TASK TO CARRY OUT:
Present the lines of the records between the one containing "Note: locate the garage" and the one containing "pixel 408 175", inclusive, as a numbered list, leaving out any blank lines.

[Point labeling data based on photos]

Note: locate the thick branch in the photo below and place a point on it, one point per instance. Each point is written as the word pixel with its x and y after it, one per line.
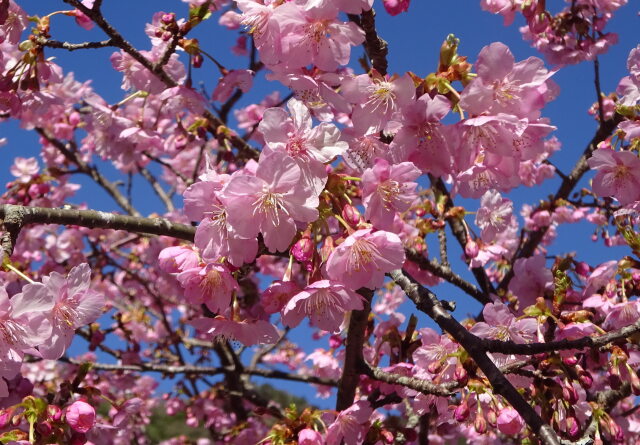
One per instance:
pixel 157 69
pixel 377 48
pixel 509 347
pixel 94 219
pixel 204 370
pixel 428 303
pixel 446 273
pixel 423 386
pixel 74 46
pixel 353 354
pixel 460 233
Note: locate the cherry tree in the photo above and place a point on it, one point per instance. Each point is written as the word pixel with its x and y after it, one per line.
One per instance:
pixel 311 215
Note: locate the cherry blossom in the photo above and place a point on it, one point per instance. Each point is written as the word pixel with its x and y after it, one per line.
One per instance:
pixel 75 305
pixel 324 302
pixel 364 257
pixel 270 202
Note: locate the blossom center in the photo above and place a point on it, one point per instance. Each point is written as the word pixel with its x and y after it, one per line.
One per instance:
pixel 271 205
pixel 361 254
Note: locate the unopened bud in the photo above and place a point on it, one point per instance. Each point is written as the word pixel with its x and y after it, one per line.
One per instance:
pixel 480 424
pixel 461 412
pixel 471 249
pixel 351 215
pixel 303 250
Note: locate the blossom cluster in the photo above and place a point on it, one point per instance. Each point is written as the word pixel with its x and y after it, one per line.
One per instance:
pixel 300 215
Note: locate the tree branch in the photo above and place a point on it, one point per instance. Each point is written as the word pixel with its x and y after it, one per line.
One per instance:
pixel 527 249
pixel 427 302
pixel 353 354
pixel 94 219
pixel 74 46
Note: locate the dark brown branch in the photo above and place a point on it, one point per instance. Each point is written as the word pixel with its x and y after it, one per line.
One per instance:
pixel 377 48
pixel 353 354
pixel 460 233
pixel 91 171
pixel 205 370
pixel 446 273
pixel 157 69
pixel 427 302
pixel 423 386
pixel 74 46
pixel 94 219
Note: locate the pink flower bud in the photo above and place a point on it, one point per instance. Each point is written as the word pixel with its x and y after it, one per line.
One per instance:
pixel 573 428
pixel 582 269
pixel 54 412
pixel 510 422
pixel 351 215
pixel 461 412
pixel 5 417
pixel 308 436
pixel 80 416
pixel 303 249
pixel 585 379
pixel 335 341
pixel 168 18
pixel 480 424
pixel 471 249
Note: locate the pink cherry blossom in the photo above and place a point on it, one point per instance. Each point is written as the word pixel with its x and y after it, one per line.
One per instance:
pixel 494 215
pixel 24 168
pixel 364 258
pixel 314 36
pixel 510 422
pixel 176 259
pixel 270 202
pixel 387 189
pixel 422 139
pixel 308 436
pixel 212 285
pixel 23 324
pixel 324 302
pixel 310 147
pixel 504 86
pixel 75 305
pixel 80 416
pixel 500 324
pixel 618 174
pixel 377 99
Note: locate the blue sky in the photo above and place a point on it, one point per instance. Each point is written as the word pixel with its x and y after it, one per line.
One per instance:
pixel 414 42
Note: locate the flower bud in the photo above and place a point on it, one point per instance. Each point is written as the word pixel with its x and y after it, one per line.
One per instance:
pixel 510 422
pixel 80 416
pixel 335 341
pixel 303 249
pixel 480 424
pixel 54 412
pixel 461 412
pixel 168 18
pixel 471 249
pixel 351 215
pixel 308 436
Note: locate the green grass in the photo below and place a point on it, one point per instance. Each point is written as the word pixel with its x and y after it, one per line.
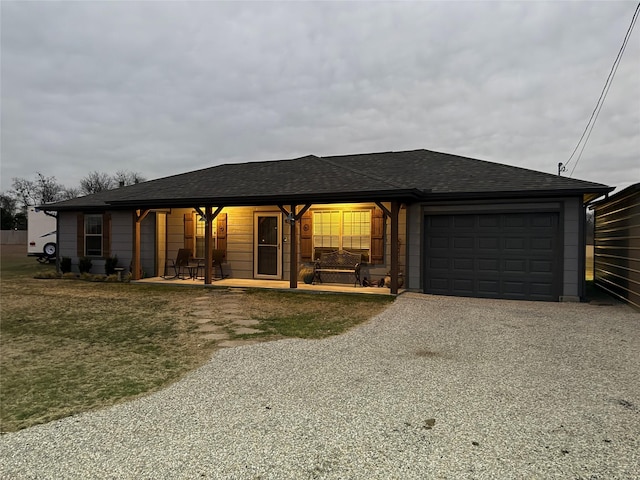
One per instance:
pixel 70 346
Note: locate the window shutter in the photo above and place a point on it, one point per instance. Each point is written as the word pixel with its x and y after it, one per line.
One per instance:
pixel 106 235
pixel 80 235
pixel 306 237
pixel 189 231
pixel 377 236
pixel 221 233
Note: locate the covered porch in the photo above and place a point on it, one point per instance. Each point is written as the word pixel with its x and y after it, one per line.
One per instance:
pixel 269 284
pixel 293 245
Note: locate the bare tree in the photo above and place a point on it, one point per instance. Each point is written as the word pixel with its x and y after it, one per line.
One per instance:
pixel 8 205
pixel 24 192
pixel 42 190
pixel 96 182
pixel 69 193
pixel 47 189
pixel 125 177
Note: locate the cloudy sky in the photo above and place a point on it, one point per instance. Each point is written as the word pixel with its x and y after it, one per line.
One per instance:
pixel 162 88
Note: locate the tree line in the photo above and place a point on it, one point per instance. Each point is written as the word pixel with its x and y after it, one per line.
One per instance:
pixel 43 189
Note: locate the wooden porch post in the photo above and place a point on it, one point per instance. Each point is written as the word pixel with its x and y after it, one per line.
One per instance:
pixel 395 213
pixel 138 216
pixel 208 230
pixel 293 258
pixel 209 216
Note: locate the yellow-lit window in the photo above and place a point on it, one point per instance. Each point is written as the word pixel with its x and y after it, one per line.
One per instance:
pixel 200 229
pixel 342 230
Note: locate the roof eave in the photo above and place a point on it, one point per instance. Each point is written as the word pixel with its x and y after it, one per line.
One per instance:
pixel 595 192
pixel 244 201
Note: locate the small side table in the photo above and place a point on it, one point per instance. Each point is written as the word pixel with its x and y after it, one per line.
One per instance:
pixel 119 271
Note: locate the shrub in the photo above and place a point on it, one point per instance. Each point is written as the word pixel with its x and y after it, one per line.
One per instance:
pixel 65 265
pixel 110 265
pixel 46 275
pixel 85 265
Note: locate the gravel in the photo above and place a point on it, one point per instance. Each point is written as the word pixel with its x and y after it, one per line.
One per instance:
pixel 434 387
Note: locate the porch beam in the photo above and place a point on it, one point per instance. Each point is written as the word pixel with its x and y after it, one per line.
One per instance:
pixel 284 210
pixel 209 216
pixel 384 209
pixel 395 213
pixel 293 247
pixel 138 216
pixel 303 211
pixel 208 230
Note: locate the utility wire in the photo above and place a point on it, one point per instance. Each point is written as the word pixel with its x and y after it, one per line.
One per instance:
pixel 603 95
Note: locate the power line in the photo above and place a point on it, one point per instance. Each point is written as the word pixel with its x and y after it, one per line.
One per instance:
pixel 603 95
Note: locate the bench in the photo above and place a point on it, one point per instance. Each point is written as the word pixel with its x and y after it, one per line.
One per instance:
pixel 339 261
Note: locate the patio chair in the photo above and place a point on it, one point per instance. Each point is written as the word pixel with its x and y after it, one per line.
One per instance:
pixel 179 265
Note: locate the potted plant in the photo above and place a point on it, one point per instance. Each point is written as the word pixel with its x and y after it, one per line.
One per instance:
pixel 65 265
pixel 110 265
pixel 85 264
pixel 306 274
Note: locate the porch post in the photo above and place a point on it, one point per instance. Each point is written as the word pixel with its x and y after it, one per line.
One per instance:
pixel 395 213
pixel 293 259
pixel 208 230
pixel 138 216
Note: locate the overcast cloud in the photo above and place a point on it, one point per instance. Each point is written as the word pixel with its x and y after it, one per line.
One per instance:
pixel 163 88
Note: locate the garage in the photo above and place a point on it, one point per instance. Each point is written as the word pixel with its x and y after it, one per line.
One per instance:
pixel 500 255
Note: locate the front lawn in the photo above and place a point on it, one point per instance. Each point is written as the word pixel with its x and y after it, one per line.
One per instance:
pixel 70 346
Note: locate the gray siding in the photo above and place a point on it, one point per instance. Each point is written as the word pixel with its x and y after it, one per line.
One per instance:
pixel 617 245
pixel 121 240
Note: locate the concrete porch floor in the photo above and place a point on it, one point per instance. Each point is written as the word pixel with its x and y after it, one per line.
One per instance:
pixel 271 284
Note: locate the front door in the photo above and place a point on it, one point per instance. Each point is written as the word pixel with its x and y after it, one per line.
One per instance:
pixel 267 260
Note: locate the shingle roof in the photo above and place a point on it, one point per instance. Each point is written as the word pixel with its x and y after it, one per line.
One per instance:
pixel 408 175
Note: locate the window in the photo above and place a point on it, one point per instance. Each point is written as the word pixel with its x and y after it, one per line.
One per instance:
pixel 200 237
pixel 342 230
pixel 93 235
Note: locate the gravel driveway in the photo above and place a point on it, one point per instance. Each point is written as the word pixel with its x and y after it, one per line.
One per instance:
pixel 435 387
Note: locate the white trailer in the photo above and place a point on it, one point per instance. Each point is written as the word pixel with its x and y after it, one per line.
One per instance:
pixel 41 235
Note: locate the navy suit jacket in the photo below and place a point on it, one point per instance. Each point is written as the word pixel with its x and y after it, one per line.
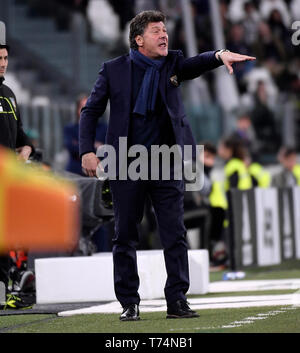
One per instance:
pixel 114 84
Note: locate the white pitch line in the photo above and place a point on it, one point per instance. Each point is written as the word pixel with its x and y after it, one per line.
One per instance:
pixel 195 304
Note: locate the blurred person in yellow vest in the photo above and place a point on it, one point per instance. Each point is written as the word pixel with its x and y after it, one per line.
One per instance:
pixel 289 175
pixel 236 173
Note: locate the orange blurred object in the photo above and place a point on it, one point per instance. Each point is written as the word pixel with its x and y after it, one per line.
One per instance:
pixel 38 211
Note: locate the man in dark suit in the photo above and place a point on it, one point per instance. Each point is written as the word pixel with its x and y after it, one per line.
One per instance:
pixel 146 108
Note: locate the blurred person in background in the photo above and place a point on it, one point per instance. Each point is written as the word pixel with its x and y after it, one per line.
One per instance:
pixel 71 143
pixel 245 133
pixel 12 136
pixel 263 119
pixel 218 206
pixel 290 168
pixel 147 112
pixel 259 175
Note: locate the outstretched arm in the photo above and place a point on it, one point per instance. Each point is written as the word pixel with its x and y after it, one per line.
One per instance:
pixel 193 67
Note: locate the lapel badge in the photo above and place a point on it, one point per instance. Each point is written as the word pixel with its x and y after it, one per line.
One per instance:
pixel 174 80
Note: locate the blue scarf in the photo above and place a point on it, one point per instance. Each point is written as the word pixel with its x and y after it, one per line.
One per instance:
pixel 148 92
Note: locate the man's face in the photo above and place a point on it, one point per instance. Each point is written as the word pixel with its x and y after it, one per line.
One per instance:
pixel 3 61
pixel 153 43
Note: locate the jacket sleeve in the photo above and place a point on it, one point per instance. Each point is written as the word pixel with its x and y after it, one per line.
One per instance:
pixel 190 68
pixel 90 113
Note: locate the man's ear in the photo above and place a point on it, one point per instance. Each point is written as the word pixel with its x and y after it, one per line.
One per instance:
pixel 139 40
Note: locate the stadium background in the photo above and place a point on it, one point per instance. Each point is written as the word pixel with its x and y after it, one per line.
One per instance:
pixel 57 50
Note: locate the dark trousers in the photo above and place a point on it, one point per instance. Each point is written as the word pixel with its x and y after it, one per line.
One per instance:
pixel 167 200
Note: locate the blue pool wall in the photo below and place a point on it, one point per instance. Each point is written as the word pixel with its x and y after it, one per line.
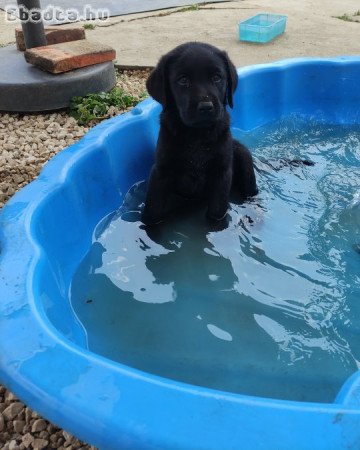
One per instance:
pixel 107 404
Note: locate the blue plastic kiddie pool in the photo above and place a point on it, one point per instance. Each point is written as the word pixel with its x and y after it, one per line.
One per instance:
pixel 47 228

IN RESPONSE:
1. Note: locate the garage in the photo above and place a point on it, one point per instance. Each point is written as the word pixel with its x and y after it, one per line.
2. One per instance:
3. pixel 500 255
4. Note: locate the front lawn in the photo above and place a point on it, one point per instance. Each point is written as the word pixel with its x and y after it, one per line.
5. One per instance:
6. pixel 70 346
7. Note: locate the gray siding in the photo above and place a point on it, one point per instance. Each point is written as the word pixel with its x and y after it, one per line.
8. One per instance:
9. pixel 617 245
10. pixel 121 240
11. Note: locate the concrete porch floor in the photo above and place a point on it, one point per instance. Each point is written as the word pixel with its x and y after it, one per line.
12. One per instance:
13. pixel 271 284
14. Note: locate the front door in the photo above and place a point on it, one point per instance. Each point is written as the word pixel with its x and y after it, one per line.
15. One per instance:
16. pixel 267 260
17. Note: locate the shingle roof in the photo above and place a point on it, one point per instance. Each point is written as the word pixel with its x and y after it, one per line.
18. One per instance:
19. pixel 408 175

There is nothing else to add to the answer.